__Set task__
Quote each record exactly, please, leaving none out.

[Stored items]
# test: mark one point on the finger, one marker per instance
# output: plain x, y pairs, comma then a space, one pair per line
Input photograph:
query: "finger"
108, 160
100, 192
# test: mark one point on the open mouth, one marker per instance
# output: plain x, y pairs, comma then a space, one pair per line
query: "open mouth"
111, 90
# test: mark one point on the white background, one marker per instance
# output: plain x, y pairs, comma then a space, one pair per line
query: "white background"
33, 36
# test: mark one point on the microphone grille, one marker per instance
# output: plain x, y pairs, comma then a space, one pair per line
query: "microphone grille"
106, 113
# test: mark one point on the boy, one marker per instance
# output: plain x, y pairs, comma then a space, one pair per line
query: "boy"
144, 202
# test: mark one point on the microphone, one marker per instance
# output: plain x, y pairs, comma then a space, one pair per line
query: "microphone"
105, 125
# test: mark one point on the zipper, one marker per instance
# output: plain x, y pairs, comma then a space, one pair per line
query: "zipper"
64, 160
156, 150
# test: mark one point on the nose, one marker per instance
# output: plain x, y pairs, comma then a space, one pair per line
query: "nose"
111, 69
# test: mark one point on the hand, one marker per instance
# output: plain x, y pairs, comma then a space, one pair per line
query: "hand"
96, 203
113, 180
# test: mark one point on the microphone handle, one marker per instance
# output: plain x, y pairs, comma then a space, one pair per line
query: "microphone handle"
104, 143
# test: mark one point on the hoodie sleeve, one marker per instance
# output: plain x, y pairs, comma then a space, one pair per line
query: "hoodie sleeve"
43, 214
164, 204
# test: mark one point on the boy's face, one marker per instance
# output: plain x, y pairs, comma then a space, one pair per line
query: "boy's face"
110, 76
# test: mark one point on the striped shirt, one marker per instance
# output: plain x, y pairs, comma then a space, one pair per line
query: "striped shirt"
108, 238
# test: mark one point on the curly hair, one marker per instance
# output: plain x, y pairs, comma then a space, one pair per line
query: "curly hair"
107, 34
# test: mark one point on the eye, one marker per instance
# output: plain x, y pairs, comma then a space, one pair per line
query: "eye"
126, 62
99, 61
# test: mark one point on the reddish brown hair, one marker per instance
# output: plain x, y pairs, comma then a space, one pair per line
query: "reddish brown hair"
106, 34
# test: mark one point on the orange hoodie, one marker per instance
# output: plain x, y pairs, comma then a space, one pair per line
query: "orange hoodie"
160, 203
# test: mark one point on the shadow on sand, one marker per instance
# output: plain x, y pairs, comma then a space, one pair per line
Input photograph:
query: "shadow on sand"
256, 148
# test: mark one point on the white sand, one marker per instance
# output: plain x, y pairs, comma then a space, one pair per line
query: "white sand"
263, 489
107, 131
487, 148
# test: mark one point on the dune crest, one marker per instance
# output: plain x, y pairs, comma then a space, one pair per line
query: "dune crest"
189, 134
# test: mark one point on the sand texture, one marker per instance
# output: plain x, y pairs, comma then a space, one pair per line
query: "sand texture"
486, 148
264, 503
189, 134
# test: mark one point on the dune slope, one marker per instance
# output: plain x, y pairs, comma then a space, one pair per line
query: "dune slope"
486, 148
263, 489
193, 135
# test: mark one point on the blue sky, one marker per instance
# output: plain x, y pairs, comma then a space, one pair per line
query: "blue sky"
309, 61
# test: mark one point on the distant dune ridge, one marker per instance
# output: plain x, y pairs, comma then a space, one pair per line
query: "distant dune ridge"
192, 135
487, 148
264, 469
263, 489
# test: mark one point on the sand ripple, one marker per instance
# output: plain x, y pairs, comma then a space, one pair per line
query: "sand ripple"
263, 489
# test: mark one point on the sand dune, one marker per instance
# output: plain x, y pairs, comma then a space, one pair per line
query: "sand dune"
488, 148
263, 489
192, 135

__Solution__
# test: mark one point on the finger, one marker per instance
# output: plain x, y pairs, comma then a space, one pair per line
Input photograph:
query: "finger"
108, 160
100, 192
# test: mark one point on the open mouth, one marker per instance
# output: plain x, y pairs, comma then a space, one pair per line
query: "open mouth"
111, 90
# test: mark one point on the white background, one marker per instance
# output: plain x, y pairs, comma then a space, one pair per line
query: "white background"
33, 36
# test: mark one point on the microphone grille, one marker per instance
# output: plain x, y pairs, comma then a space, one pair per line
query: "microphone grille"
106, 113
# test: mark one point on the boy, one marker per instance
# output: plain x, y pairs, comma then a space, one pair per line
query: "boy"
144, 202
# test: mark one point on the microphone, one marker per instance
# output: plain x, y pairs, comma then a space, one pair per line
query: "microphone"
105, 125
# test: mark one point on the zipper, one marker per instance
# output: plain x, y pairs, comma then a space, one pair per line
query: "zipper"
64, 160
156, 150
# test: mark one point on the nose, one marker per instance
# output: plain x, y pairs, comma then a space, one pair per line
query: "nose"
111, 69
# test: mark one point on the hand, one marker per instance
# output: plain x, y pairs, comma then a space, one pair per line
query: "hand"
96, 203
113, 180
# test: mark one point on the microphone handle, one marker per instance
# output: plain x, y pairs, comma then a space, one pair per line
query: "microphone handle"
104, 143
# test: mark one point on the hoodie sleeve, one marker per instance
# output: plain x, y pairs, comma then a space, one pair per line
query: "hoodie sleeve"
43, 214
164, 204
# test: mark one point on the boy's face, one marker per instance
# output: plain x, y pairs, comma then a space, one pair per line
query: "boy's face"
110, 76
# test: mark one point on the striped shirt, one marker per instance
# output: plain x, y pairs, comma then a space, one pair per line
query: "striped shirt"
108, 238
# test: mark one point on the curly hair, one marker per instance
# output: plain x, y pairs, comma then a space, one pair per line
query: "curly hair"
107, 34
# test: mark one point on the eye, one marker per instance
# output: plain x, y pairs, comma then a space, one pair per line
query: "eye"
126, 62
99, 61
# test: mark one point on the reddish brown hair, one marker per instance
# output: plain x, y pairs, comma then a space, one pair per line
query: "reddish brown hair"
106, 34
# test: mark one point on the orange hoodie, one marker per instance
# output: plain x, y pairs, comma then a space, one pair per line
query: "orange hoodie"
160, 203
# test: mark one point on the shadow on sand, one marker per instance
# output: plain x, y pairs, comma then a space, one pair per line
Input photograph:
query: "shadow on sand"
256, 148
# test: mark one point on the white sand, one marker per instance
# output: plain x, y pairs, comma then a space, one pair per line
query: "white sand"
263, 489
107, 131
487, 148
# test: mark one point on the dune crest, one marker per instance
# output: plain x, y pairs, comma then a space, one pair per line
query: "dune crest"
189, 134
# test: mark one point on the sand texture, one marker per instance
# output: plain x, y pairs, comma then a space, one pair per line
query: "sand texture"
486, 148
264, 503
189, 134
# test: mark one point on the dune slope, one marker per instance
# output: plain x, y pairs, comma then a space, one pair per line
query: "dune slope"
486, 148
263, 489
193, 135
# test: mark one point on the blue sky, one marker per instance
# output: plain x, y pairs, comma then a space, one pair per line
query: "blue sky"
309, 61
# test: mark one point on the distant dune ridge, one marker per instance
# output: plain x, y pairs, comma then a space, one pair per line
query: "distant dune ridge"
192, 135
487, 148
264, 469
263, 489
# test: mark one point on the sand ripple, one marker per instance
# output: plain x, y pairs, comma then a space, one pair per line
query: "sand ripple"
263, 489
# test: mark one point on the sand dune, one marker per instance
# output: plain x, y pairs, comma then a space, one pair per line
query: "sand dune"
488, 148
263, 489
192, 135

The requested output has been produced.